# GIVEN PASSAGE:
[llvm-dev] [Proposal][RFC] Epilog loop vectorization

Hal Finkel via llvm-dev llvm-dev at lists.llvm.org
Mon Feb 27 11:58:03 PST 2017


On 02/27/2017 12:41 PM, Michael Kuperstein wrote:
> There's another issue with re-running the vectorizer (which I support, 
> btw - I'm just saying there are more problems to solve on the way :-) )
>
> Historically, we haven't even tried to evaluate the cost of the 
> "constant" (not per-iteration) vectorization overhead - things like 
> alias checks. Instead, we have hard bounds - we won't perform alias 
> checks that are "too expensive", and, more importantly, we don't even 
> try to vectorize loops with known low iteration counts. The bound 
> right now is 16, IIRC. That means we don't have a good way to evaluate 
> whether vectorizing a loop with a low iteration count is profitable or 
> not.

We should really improve this as well.

>
> This also makes me wary of the "we can clean up redundant alias checks 
> later" approach. When trying to decide whether to vectorize by 4 a 
> loop that has no more than 8 iterations (because we just vectorized by 
> 8 and it's the remainder loop), we really want to know if the alias 
> checks we're introducing are going to survive a not.

It occurs to me that, if SCEV's known-predicate logic were smart enough, 
it would seem practical to not introduce redundant checks in the first 
place (although it would imply some gymnastics when examining the 
control flow around the loop and then restructuring things when we 
generate the code for the loop).

  -Hal

>
> Michael
>
> On Mon, Feb 27, 2017 at 10:11 AM, Hal Finkel <hfinkel at anl.gov 
> <mailto:hfinkel at anl.gov>> wrote:
>
>
>     On 02/27/2017 11:47 AM, Adam Nemet wrote:
>>
>>>     On Feb 27, 2017, at 9:39 AM, Daniel Berlin <dberlin at dberlin.org
>>>     <mailto:dberlin at dberlin.org>> wrote:
>>>
>>>
>>>
>>>     On Mon, Feb 27, 2017 at 9:29 AM, Adam Nemet <anemet at apple.com
>>>     <mailto:anemet at apple.com>> wrote:
>>>
>>>
>>>>         On Feb 27, 2017, at 7:27 AM, Hal Finkel <hfinkel at anl.gov
>>>>         <mailto:hfinkel at anl.gov>> wrote:
>>>>
>>>>
>>>>         On 02/27/2017 06:29 AM, Nema, Ashutosh wrote:
>>>>>         Thanks for looking into this.
>>>>>         1) Issues with re running vectorizer:
>>>>>         Vectorizer might generate redundant alias checks while
>>>>>         vectorizing epilog loop.
>>>>>         Redundant alias checks are expensive, we like to reuse the
>>>>>         results of already computed alias checks.
>>>>>         With metadata we can limit the width of epilog loop, but
>>>>>         not sure about reusing alias check result.
>>>>>         Any thoughts on rerunning vectorizer with reusing the
>>>>>         alias check result ?
>>>>
>>>>         One way of looking at this is: Reusing the alias-check
>>>>         result is really just a conditional propagation problem; if
>>>>         we don't already have an optimization that can combine
>>>>         these after the fact, then we should.

# EXTRACTED RECORDS:

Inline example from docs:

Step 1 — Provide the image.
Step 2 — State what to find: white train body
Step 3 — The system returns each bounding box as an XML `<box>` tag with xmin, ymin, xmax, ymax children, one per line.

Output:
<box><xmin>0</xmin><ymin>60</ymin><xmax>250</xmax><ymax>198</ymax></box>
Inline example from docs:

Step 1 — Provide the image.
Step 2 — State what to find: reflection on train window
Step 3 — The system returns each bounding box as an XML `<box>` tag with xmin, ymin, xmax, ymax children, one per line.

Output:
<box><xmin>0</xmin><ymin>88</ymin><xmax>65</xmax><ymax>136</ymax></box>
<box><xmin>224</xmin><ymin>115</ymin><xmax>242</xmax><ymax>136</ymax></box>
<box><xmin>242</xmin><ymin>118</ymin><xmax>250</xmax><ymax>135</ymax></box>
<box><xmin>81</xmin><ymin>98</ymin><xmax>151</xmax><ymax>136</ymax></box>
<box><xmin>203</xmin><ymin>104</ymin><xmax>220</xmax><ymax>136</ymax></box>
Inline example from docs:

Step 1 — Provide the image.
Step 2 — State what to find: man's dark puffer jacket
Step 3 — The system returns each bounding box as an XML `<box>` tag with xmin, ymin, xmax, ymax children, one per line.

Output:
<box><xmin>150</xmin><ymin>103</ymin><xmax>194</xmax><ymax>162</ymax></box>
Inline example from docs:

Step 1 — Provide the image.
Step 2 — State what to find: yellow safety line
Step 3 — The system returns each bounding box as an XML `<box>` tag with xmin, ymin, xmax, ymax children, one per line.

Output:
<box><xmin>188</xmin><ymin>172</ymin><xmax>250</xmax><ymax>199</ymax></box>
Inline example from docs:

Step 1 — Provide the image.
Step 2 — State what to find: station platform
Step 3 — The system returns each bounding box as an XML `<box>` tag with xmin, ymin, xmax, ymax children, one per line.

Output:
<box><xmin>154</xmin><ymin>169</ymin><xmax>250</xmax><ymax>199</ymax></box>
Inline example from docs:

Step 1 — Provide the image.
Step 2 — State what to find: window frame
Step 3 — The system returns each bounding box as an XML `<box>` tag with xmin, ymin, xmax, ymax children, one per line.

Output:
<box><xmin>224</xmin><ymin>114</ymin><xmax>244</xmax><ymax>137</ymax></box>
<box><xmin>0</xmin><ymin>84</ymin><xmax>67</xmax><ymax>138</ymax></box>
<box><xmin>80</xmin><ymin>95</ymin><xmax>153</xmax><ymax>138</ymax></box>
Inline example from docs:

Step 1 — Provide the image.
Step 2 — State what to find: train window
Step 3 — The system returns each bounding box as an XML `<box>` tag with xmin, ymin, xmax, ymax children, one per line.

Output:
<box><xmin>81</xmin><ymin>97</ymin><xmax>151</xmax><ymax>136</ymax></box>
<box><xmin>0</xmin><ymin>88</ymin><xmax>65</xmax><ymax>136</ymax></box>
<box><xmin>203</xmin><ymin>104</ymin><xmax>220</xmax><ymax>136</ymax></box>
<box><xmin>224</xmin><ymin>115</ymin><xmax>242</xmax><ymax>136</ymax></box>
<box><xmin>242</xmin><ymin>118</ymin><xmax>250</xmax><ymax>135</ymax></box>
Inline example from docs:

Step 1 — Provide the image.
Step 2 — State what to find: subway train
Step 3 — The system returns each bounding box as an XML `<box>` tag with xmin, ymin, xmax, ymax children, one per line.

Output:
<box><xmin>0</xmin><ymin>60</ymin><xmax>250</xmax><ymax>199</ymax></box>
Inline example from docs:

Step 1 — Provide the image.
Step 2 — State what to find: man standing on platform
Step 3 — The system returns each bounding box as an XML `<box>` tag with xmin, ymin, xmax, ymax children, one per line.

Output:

# EXERCISE:
From the mailing list post about epilog loop vectorization, write out word for word the part starting at "[llvm-dev] [Proposal][RFC] Epilog" and ending at "the way :-) )".

# WRITTEN SOLUTION:
[llvm-dev] [Proposal][RFC] Epilog loop vectorization

Hal Finkel via llvm-dev llvm-dev at lists.llvm.org
Mon Feb 27 11:58:03 PST 2017


On 02/27/2017 12:41 PM, Michael Kuperstein wrote:
> There's another issue with re-running the vectorizer (which I support, 
> btw - I'm just saying there are more problems to solve on the way :-) )